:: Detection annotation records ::
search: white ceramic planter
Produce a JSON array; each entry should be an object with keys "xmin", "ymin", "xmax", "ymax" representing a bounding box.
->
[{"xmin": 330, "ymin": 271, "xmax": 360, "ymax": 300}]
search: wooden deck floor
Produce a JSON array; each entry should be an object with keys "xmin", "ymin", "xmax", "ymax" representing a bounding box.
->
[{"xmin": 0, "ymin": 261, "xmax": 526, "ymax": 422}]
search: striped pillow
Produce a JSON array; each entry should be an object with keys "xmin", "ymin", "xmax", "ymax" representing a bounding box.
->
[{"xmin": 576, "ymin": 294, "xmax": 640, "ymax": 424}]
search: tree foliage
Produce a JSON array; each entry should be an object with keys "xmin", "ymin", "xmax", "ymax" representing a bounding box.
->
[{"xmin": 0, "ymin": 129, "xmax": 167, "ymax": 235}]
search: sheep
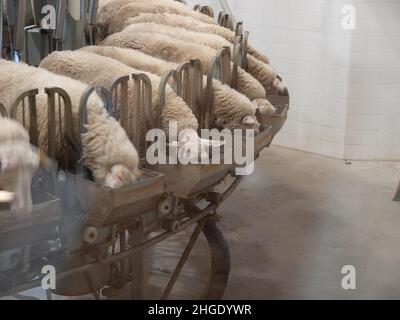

:: INSTRUCTIONS TO FOLLOW ::
Rewrite all the entries above, switching each "search" to "locate" and keeping everything else the same. Leave the pictures out of your answer.

:: WRITTEN SOLUTION ::
locate: white ceramic planter
Produce a JSON array; each entry should be an object with keys "xmin", "ymin", "xmax", "ymax" representing a bounding box.
->
[{"xmin": 330, "ymin": 271, "xmax": 360, "ymax": 300}]
locate: wooden deck floor
Produce a JSON array; each entry should be an object with keys "xmin", "ymin", "xmax", "ymax" representing a bounding box.
->
[{"xmin": 0, "ymin": 261, "xmax": 526, "ymax": 422}]
locate: striped pillow
Produce a JSON array; each entry should be an object with keys "xmin", "ymin", "xmax", "ymax" representing a bounding box.
->
[{"xmin": 576, "ymin": 294, "xmax": 640, "ymax": 424}]
locate: tree foliage
Produce a JSON array; each entry should be an object with keys "xmin", "ymin", "xmax", "ymax" representing a bounding box.
->
[{"xmin": 0, "ymin": 129, "xmax": 167, "ymax": 235}]
locate: sheep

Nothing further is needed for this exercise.